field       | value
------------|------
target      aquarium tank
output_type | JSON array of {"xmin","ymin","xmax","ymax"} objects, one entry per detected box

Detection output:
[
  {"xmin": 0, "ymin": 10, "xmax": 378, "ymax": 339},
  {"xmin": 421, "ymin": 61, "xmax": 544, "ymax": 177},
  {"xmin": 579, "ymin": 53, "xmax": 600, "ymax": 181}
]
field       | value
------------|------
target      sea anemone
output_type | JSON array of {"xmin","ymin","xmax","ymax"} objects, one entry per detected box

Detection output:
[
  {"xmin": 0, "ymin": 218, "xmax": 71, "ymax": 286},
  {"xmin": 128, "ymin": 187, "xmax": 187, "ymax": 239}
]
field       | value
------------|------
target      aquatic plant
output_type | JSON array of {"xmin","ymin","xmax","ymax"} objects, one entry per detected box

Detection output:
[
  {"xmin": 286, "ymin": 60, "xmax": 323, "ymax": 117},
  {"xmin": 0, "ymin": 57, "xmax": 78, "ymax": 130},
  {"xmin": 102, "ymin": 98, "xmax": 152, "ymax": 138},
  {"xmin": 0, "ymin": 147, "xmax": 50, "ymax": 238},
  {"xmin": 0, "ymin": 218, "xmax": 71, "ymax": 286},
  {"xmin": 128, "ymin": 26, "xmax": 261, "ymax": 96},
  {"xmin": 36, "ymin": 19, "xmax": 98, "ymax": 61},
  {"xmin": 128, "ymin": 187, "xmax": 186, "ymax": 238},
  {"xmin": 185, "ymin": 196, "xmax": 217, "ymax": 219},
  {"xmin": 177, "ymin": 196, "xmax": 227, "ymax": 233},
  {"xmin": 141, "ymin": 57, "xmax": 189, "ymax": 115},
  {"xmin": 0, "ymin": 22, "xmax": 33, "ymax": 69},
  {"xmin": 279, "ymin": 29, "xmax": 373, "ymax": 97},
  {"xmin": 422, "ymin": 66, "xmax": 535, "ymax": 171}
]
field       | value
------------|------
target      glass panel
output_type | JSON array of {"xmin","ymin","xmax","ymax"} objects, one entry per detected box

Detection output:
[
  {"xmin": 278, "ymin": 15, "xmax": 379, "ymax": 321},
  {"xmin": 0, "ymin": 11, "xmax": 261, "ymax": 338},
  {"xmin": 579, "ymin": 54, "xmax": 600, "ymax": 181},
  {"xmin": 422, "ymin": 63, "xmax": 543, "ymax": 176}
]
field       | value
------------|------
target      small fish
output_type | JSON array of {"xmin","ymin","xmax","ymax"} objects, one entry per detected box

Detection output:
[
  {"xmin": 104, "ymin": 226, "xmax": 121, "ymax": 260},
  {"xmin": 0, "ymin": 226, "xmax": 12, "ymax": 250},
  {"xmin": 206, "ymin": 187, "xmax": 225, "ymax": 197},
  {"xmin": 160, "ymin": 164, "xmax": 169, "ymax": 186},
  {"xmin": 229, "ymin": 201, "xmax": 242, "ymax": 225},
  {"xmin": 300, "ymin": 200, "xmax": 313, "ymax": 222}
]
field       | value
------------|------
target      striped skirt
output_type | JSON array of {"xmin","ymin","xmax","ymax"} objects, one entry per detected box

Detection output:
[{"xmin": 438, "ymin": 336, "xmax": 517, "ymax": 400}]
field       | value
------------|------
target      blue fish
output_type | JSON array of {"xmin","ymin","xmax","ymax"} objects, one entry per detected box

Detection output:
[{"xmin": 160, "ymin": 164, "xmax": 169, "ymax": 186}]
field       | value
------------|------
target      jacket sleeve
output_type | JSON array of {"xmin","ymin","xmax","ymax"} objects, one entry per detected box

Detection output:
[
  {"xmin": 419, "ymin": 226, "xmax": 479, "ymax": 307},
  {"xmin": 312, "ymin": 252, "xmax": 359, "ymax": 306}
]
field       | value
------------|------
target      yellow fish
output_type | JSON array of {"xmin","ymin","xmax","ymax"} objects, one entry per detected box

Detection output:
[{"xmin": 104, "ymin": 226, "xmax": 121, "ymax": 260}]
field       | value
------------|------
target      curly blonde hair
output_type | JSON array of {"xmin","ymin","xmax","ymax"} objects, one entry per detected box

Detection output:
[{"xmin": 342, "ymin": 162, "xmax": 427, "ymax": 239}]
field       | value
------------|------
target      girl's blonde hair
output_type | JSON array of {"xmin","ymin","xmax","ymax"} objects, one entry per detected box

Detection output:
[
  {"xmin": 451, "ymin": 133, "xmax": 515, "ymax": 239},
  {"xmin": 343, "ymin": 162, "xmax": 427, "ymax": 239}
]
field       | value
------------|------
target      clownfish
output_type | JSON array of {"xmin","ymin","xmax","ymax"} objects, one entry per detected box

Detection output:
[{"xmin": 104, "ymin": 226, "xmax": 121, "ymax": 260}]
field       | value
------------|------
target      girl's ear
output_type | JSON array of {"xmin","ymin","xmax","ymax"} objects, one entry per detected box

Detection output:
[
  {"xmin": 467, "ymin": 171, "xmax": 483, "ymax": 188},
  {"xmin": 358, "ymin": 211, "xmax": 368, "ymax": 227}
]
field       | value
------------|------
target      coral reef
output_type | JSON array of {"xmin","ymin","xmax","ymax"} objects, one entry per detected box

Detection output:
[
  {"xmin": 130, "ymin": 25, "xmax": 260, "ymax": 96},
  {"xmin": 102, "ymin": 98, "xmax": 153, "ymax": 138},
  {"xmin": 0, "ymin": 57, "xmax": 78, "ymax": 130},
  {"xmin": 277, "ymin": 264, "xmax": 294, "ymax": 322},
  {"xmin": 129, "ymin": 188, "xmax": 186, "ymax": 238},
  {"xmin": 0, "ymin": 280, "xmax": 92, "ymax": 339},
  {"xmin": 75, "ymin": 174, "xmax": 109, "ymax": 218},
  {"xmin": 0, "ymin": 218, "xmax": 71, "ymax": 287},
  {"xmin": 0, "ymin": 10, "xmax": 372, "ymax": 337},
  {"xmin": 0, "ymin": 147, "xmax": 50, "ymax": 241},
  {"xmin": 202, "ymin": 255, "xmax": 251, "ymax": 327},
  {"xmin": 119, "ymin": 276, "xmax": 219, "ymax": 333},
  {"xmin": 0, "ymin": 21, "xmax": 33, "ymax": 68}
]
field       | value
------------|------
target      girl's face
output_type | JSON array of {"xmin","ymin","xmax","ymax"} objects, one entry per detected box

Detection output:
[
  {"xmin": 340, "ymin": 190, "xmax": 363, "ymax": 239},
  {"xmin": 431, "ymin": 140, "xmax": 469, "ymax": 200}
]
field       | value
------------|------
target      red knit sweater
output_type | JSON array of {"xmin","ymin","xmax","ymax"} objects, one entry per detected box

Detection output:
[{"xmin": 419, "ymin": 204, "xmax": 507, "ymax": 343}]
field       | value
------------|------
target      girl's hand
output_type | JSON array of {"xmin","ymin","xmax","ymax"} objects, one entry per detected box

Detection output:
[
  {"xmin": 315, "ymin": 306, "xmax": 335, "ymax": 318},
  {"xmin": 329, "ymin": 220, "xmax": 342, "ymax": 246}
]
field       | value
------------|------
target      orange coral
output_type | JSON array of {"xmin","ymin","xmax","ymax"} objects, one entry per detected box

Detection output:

:::::

* [EXERCISE OBJECTIVE]:
Pull every line from the material that contains the string "coral", treating uppercase and lowercase letters as different.

* [OUTPUT FOR THIS EXERCISE]:
target      coral reef
target      orange coral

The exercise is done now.